*TASK DIRECTIONS*
Could you copy out, unchanged, the lines of the entries below, starting at the line that contains "Report the location of every instance of the pair" and continuing through the last line of the entries?

Object point labels:
━━━━━━━━
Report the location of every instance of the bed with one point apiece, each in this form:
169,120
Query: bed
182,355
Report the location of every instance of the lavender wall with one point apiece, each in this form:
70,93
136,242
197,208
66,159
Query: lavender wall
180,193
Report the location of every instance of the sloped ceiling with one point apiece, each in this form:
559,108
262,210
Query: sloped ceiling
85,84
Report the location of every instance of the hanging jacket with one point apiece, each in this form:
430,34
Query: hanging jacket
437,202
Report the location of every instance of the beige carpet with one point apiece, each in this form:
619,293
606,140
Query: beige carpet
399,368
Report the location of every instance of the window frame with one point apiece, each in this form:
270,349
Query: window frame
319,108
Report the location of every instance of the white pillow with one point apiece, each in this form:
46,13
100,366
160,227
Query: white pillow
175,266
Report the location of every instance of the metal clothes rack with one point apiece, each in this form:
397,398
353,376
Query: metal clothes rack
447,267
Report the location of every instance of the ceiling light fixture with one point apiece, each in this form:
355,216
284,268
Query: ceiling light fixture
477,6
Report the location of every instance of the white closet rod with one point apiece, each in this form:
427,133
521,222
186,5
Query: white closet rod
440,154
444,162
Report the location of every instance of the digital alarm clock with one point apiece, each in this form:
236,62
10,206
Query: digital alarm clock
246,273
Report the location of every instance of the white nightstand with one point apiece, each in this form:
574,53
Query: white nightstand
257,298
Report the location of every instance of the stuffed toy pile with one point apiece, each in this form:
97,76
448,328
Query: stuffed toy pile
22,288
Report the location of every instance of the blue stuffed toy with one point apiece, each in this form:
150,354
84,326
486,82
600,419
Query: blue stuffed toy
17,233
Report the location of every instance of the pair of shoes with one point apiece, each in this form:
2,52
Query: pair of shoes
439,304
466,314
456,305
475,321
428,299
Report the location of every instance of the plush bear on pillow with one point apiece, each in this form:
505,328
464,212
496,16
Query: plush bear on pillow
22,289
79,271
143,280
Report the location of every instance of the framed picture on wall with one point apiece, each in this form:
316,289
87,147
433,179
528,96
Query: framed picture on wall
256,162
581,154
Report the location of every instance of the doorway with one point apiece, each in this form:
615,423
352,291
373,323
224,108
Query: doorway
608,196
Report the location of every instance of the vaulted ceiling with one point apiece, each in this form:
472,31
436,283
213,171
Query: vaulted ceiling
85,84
━━━━━━━━
*EXPECTED ANSWER*
Report the location of every instance of the pair of shoes with one point apiece, each in this form:
2,52
Query: pair of shoes
439,304
466,314
456,305
475,321
428,299
Report the location of every instance of the plush bear on pillow with one point apiece, each in this form:
505,328
464,212
496,16
Query: plush bear on pillow
22,289
79,271
143,280
Report the location of every instance of the framed picture on wall with one point apiece, each in this form:
316,289
87,147
433,179
528,96
Query: framed picture on wall
256,162
581,154
Report the location of every instance of the doorway with one point apiece, each in this form:
615,423
352,291
373,323
224,108
Query: doorway
608,196
Report the location of every instance of the vaulted ceiling with one point apiece, each in this form:
472,31
436,283
213,171
Query: vaulted ceiling
85,84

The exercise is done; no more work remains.